## What to produce
Beginning with the first line of the data below, set down each line exactly through the line that contains "Question: For every instance of the dog's hind".

Referring expression data:
···

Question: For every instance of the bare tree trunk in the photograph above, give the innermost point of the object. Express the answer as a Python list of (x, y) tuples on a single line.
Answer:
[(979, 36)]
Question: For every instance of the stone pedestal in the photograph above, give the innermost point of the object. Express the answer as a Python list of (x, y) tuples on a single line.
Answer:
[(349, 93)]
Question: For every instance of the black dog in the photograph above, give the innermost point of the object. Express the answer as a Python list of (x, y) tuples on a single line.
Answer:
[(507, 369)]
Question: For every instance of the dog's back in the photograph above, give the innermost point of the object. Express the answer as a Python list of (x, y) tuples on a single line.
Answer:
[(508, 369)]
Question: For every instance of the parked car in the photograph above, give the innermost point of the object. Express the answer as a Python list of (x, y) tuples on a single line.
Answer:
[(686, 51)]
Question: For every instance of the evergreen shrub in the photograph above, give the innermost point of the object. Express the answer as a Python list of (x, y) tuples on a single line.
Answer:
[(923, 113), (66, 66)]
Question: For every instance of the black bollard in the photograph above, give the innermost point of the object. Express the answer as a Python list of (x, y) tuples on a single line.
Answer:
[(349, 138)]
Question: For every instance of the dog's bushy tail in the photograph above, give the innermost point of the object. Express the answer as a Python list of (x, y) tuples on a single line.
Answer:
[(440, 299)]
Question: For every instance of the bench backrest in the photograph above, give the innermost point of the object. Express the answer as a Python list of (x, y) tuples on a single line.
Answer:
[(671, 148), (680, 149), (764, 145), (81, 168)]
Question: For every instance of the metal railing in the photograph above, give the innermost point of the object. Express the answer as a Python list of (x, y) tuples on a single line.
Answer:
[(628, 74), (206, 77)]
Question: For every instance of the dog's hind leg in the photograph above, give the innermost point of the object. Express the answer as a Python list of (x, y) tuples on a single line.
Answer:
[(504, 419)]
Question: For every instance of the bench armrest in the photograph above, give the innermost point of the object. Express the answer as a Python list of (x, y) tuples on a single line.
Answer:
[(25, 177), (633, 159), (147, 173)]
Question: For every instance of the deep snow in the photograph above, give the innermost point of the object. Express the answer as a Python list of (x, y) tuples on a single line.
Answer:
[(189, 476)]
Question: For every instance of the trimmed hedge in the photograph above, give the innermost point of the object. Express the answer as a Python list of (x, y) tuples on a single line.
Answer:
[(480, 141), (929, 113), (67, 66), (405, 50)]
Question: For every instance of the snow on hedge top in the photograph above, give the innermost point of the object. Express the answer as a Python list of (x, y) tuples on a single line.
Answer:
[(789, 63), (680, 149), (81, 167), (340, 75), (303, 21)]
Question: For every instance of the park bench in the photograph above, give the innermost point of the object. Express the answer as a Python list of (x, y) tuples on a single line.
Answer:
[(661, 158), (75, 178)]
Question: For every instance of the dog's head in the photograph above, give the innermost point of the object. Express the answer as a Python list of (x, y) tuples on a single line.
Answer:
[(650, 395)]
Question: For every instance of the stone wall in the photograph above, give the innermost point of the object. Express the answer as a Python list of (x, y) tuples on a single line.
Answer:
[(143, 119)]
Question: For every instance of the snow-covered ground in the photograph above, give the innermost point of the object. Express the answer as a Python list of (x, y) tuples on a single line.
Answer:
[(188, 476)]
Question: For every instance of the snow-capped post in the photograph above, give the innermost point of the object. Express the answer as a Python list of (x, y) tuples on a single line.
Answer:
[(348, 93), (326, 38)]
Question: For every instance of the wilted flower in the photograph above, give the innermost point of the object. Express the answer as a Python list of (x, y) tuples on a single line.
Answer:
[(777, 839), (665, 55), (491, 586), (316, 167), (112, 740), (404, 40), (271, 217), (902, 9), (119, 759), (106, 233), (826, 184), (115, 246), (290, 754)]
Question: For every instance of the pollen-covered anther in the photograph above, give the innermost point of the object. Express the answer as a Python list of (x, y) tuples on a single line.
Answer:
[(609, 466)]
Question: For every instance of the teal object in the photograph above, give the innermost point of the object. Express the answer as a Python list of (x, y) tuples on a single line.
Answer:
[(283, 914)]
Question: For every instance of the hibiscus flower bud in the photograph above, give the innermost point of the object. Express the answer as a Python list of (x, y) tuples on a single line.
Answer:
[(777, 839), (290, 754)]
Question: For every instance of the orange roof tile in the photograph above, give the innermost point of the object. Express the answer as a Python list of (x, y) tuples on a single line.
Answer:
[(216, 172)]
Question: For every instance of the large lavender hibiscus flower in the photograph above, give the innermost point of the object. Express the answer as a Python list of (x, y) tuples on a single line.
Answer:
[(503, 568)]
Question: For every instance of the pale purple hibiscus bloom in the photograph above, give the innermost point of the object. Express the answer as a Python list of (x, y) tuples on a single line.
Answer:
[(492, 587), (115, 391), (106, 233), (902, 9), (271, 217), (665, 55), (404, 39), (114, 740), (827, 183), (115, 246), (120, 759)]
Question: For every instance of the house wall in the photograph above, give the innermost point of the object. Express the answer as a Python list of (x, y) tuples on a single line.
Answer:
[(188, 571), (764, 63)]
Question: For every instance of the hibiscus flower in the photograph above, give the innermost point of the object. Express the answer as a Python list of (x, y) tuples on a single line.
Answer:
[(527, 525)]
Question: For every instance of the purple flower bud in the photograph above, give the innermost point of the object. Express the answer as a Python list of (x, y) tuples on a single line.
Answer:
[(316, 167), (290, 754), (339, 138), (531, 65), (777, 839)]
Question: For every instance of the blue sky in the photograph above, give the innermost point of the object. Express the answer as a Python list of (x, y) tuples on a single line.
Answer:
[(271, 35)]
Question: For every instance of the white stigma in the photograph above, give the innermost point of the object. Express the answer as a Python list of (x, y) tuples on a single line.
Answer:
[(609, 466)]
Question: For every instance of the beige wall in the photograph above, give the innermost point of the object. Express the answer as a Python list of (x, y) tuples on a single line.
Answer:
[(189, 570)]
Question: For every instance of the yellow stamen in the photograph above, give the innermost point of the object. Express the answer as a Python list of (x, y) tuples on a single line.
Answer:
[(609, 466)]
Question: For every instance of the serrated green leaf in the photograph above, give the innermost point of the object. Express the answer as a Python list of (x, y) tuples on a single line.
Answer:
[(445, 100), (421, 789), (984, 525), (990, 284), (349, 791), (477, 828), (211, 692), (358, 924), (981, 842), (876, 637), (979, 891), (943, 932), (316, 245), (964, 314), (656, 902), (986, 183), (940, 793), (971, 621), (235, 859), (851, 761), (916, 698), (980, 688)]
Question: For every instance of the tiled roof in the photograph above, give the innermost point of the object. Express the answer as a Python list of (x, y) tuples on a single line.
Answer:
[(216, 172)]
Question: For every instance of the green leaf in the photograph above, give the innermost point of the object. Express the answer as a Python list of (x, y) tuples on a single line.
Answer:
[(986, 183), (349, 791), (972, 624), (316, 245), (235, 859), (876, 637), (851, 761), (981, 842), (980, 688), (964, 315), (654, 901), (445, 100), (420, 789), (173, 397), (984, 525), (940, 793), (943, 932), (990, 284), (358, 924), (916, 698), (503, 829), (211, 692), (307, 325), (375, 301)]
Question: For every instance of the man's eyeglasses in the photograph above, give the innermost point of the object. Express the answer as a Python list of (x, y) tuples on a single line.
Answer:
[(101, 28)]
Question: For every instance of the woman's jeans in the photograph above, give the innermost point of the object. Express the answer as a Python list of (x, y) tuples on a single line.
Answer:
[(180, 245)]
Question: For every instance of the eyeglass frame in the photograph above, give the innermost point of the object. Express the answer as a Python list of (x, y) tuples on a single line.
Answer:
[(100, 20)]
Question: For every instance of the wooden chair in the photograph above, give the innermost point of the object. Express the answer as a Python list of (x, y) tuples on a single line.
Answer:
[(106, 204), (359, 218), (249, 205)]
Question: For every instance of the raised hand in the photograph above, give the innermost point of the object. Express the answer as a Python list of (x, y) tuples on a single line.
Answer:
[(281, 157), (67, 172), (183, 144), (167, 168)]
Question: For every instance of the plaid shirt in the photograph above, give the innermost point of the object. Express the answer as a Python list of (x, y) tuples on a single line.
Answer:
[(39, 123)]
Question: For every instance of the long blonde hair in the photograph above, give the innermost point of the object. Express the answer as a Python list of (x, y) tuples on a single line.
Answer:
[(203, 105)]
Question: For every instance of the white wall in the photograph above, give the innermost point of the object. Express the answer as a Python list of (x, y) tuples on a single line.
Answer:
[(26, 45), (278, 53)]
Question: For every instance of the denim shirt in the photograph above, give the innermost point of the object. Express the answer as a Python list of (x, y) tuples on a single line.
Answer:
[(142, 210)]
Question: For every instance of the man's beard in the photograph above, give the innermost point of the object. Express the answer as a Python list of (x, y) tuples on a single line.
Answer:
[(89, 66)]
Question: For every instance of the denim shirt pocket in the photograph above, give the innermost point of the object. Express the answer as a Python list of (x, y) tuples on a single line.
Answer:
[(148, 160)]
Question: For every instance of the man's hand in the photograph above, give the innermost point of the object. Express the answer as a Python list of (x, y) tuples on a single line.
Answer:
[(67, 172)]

···

## The completed task
Question: For every instance of the bare tree trunk in the photograph above, give the innermost point of the object. Express the answer as a Python list of (x, y) tuples on a single line.
Answer:
[(979, 36)]
Question: For every instance of the stone pedestal in the photograph above, give the innermost point of the object. Express the answer as a Python list of (x, y) tuples on a single line.
Answer:
[(349, 93)]
Question: For every instance of the black dog in the photograph above, give the innermost point of the object. Express the answer as a Python list of (x, y) tuples on a single line.
Answer:
[(507, 369)]
Question: For every instance of the dog's back in the photograph above, give the innermost point of the object. Express the answer as a Python list of (x, y) tuples on a single line.
Answer:
[(508, 369)]
Question: For every instance of the parked car in the photograph above, give the innermost point of the object. Express the answer as a Python list of (x, y) tuples on a single line.
Answer:
[(686, 51)]
Question: For every instance of the evergreen shrub in the photograph above, give the innermost point of the object. Express the answer as a Python list of (x, y) tuples on a single line.
Answer:
[(923, 113), (66, 66)]
Question: For every instance of the black bollard in the photograph above, give the innermost point of the object. Express the answer as a Python list of (x, y) tuples on a single line.
Answer:
[(349, 138)]
Question: For every instance of the dog's bushy tail in the photograph above, give the innermost point of the object. Express the answer as a Python list of (x, y) tuples on a single line.
Answer:
[(440, 299)]
Question: For every instance of the bench backrest in the photograph above, give the innermost point of the object. Express the answer as a Python list of (x, y) tuples on a single line.
Answer:
[(671, 148), (680, 149), (764, 145), (81, 168)]
Question: For every instance of the metal railing in the photograph above, give the innermost point of the object. Express the answer as a Python list of (x, y) tuples on a single line.
Answer:
[(628, 74), (206, 77)]
Question: For every instance of the dog's hind leg in the photograph above, give the innermost point of the object. Express the answer as a Python list of (x, y) tuples on a single line.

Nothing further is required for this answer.